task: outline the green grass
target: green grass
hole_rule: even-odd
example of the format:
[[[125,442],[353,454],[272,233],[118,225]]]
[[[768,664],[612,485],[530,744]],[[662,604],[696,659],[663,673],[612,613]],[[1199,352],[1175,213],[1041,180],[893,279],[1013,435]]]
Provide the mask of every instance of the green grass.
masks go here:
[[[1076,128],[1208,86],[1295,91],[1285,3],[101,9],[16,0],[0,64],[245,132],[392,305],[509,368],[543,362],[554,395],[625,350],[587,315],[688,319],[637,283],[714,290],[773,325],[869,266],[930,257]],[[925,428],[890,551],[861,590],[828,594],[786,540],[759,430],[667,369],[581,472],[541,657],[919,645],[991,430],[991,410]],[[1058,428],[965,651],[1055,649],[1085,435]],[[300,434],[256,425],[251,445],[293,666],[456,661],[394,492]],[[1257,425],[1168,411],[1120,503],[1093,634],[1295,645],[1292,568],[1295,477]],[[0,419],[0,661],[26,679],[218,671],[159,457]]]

Work required:
Please rewrite the material above, putting "lawn" in place of every "green grass" and keeping everything else the same.

Completed exercise:
task: outline the lawn
target: lawn
hole_rule: even-odd
example of the format:
[[[125,442],[353,454],[272,233],[118,225]]]
[[[768,664],[612,485],[530,744]],[[662,604],[696,659],[663,673],[612,613]],[[1199,352],[1175,213],[1041,180],[893,279],[1013,435]]]
Provide the mask of every instance of the lawn.
masks go here:
[[[1076,128],[1208,86],[1295,91],[1285,3],[101,9],[16,0],[0,64],[245,132],[392,305],[509,368],[543,362],[554,395],[625,350],[587,315],[688,319],[637,283],[714,290],[773,325],[869,266],[930,257]],[[925,428],[890,551],[861,590],[828,594],[786,540],[759,430],[667,369],[581,472],[541,657],[919,645],[991,430],[991,410]],[[1058,428],[965,651],[1055,649],[1085,435]],[[300,434],[256,425],[251,445],[293,666],[456,661],[394,492]],[[1257,425],[1168,411],[1120,503],[1093,634],[1295,645],[1292,568],[1295,477]],[[0,419],[0,661],[26,679],[218,671],[159,457]]]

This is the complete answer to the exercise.